# [Zu erledigen]
Überführe die Zeilen der Daten, beginnend mit der Zeile, die „For every instance of the ship superstructure“ enthält, und weiter bis zum Ende der Daten, in eine nummerierte Liste ohne Leerzeilen.

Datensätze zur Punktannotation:
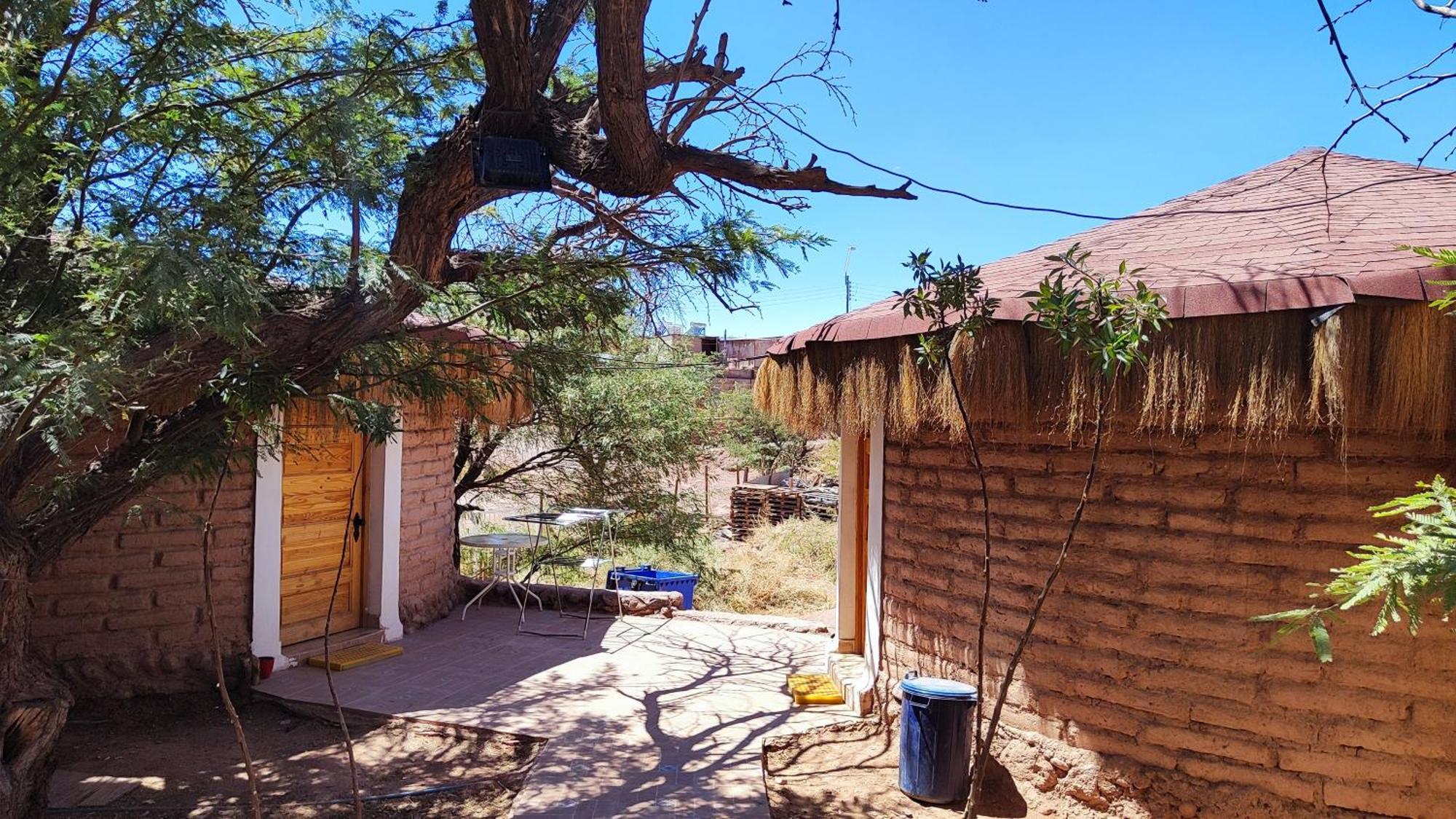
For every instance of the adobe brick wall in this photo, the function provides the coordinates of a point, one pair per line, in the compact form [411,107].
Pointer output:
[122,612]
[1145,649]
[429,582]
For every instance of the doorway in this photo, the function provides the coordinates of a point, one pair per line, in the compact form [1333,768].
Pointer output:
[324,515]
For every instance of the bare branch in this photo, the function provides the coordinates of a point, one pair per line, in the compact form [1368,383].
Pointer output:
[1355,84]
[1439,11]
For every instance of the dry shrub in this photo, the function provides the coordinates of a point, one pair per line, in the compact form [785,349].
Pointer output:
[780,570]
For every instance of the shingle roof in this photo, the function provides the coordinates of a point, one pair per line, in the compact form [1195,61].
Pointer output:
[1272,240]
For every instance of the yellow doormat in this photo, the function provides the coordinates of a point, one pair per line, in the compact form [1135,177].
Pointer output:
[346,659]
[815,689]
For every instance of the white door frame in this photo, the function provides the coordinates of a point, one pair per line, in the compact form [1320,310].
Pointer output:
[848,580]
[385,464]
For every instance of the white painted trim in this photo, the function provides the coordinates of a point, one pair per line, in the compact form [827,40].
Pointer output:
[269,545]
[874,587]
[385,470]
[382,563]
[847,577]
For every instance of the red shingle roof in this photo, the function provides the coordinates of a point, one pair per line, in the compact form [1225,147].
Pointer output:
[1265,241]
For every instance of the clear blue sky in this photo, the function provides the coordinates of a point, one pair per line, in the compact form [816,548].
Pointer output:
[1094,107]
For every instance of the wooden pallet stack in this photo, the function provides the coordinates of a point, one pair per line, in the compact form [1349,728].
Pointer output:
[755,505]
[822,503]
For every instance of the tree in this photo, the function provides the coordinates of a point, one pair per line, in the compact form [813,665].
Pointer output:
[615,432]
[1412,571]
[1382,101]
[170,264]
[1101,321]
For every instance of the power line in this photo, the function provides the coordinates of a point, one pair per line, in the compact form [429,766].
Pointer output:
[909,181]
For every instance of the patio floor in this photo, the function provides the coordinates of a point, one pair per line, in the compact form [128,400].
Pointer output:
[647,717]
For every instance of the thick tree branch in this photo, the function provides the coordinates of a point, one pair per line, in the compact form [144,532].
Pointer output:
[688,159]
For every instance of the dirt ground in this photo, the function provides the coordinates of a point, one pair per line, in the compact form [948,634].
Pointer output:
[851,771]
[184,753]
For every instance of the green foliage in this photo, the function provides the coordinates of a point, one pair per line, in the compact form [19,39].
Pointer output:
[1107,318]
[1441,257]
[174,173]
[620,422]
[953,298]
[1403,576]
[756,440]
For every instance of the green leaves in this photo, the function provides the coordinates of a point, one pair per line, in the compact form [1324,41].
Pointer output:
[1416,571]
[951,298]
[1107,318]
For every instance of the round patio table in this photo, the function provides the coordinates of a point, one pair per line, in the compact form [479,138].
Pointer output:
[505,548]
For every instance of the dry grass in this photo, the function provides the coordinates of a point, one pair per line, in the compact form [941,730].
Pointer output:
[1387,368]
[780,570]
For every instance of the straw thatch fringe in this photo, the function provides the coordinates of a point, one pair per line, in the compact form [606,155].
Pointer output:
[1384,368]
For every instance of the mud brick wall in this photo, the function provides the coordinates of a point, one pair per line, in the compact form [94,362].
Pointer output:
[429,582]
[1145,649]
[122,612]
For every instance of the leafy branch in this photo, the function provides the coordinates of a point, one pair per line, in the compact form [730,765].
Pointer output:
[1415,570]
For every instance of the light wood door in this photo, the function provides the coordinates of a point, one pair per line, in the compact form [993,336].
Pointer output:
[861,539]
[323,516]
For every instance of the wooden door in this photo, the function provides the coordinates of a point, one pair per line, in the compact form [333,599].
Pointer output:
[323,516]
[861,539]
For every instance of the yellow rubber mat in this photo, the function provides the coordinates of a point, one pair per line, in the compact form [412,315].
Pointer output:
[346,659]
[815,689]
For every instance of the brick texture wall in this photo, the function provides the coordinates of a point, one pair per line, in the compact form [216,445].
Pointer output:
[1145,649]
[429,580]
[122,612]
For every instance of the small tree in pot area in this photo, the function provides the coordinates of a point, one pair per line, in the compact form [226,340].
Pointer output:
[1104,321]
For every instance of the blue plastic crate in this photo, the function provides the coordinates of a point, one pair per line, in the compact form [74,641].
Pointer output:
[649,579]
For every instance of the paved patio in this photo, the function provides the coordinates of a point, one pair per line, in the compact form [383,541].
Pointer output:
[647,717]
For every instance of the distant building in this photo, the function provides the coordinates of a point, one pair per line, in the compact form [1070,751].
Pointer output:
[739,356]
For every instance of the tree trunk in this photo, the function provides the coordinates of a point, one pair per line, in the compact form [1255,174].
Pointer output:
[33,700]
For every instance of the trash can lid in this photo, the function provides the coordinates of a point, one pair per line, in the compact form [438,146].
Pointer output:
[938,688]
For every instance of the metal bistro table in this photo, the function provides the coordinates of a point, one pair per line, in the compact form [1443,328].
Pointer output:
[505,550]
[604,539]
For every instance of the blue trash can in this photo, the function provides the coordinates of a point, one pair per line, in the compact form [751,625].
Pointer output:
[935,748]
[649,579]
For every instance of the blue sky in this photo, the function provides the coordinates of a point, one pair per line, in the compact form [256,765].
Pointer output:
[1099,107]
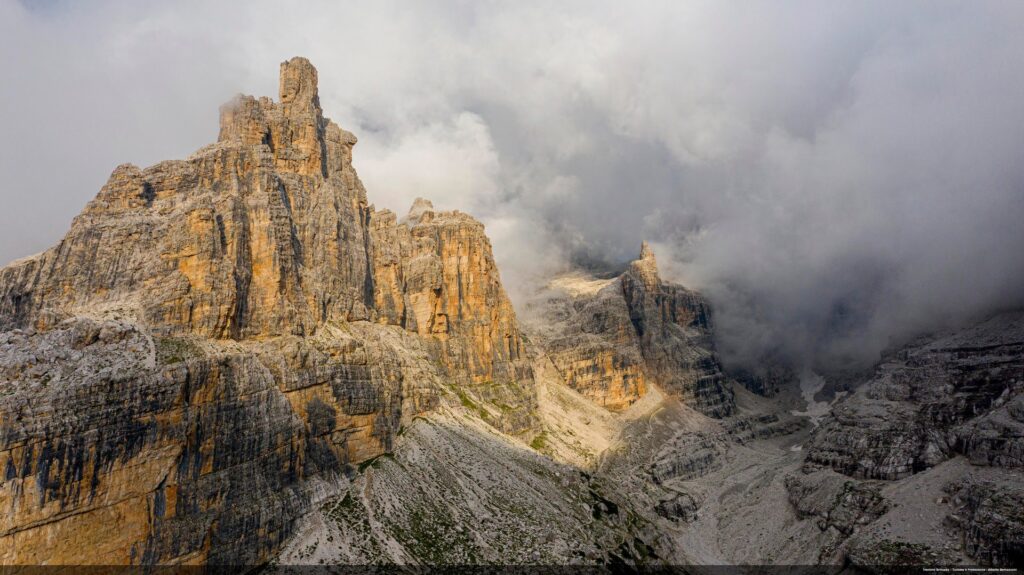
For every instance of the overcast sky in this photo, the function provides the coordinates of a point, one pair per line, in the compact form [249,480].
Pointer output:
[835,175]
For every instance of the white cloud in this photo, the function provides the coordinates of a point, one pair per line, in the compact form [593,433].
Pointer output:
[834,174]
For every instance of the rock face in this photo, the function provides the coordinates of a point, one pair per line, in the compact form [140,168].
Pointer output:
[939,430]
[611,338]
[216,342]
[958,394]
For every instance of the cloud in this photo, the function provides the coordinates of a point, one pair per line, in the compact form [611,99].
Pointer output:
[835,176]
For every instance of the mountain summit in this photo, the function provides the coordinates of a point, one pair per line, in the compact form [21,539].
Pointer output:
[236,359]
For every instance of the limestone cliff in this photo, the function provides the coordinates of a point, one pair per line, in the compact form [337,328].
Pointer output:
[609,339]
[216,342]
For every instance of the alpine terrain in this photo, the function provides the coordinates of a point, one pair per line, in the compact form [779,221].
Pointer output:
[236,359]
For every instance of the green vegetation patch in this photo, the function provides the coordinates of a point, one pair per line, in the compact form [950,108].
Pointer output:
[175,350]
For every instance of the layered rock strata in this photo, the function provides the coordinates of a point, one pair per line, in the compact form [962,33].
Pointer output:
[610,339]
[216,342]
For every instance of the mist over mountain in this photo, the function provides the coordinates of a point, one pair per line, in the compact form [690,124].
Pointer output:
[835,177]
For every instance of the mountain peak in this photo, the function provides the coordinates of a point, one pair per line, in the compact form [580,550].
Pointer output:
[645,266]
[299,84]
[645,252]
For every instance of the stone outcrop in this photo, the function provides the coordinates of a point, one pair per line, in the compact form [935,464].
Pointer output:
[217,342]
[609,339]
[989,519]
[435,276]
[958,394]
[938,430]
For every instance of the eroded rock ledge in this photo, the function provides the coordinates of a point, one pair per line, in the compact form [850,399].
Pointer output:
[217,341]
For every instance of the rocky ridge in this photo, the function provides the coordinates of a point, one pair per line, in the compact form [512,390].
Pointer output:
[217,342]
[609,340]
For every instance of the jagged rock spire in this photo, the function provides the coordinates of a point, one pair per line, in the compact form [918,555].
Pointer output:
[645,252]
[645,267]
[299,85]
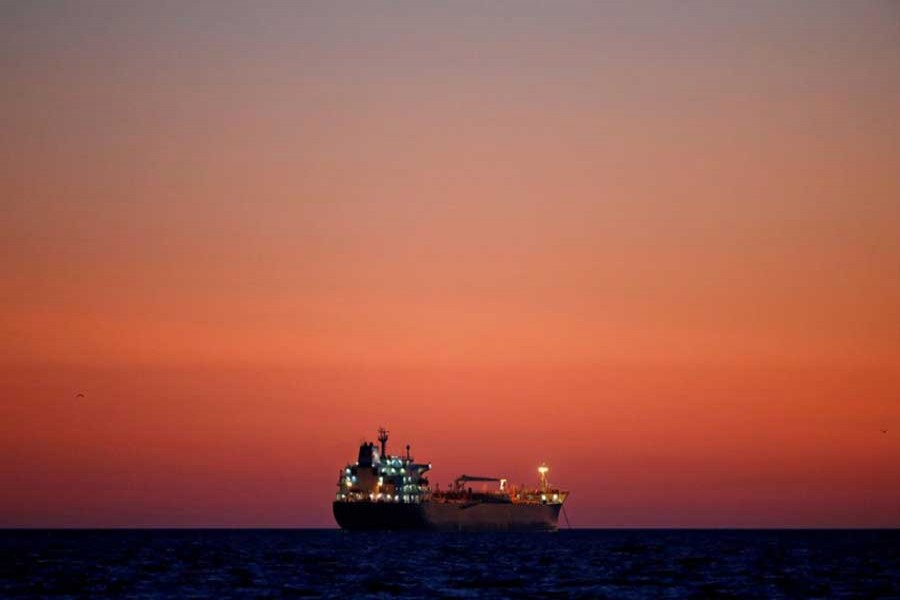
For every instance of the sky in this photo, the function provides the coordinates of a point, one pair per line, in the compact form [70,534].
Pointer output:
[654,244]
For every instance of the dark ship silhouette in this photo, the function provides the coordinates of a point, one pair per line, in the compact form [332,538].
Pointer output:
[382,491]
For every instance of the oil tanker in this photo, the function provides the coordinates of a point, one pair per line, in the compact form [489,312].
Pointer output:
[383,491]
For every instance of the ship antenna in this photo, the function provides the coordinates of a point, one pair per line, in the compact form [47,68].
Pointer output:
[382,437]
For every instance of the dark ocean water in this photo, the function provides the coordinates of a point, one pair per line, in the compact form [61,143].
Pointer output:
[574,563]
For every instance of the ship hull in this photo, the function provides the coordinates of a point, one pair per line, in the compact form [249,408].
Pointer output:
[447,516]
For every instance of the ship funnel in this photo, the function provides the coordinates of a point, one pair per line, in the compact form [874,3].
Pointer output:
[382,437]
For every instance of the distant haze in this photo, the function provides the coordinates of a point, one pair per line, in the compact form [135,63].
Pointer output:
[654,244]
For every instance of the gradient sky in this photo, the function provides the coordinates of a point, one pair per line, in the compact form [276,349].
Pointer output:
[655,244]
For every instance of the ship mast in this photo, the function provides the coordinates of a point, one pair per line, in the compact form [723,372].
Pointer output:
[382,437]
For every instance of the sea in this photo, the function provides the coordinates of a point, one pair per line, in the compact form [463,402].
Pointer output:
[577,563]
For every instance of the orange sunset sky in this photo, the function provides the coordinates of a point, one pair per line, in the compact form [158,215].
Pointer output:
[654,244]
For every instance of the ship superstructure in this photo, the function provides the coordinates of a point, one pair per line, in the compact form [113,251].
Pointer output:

# [Ausgabe]
1. For every instance of the ship superstructure in this photo, the function provides the coordinates of a point, one pair per line, in the compact form [113,251].
2. Pointer output:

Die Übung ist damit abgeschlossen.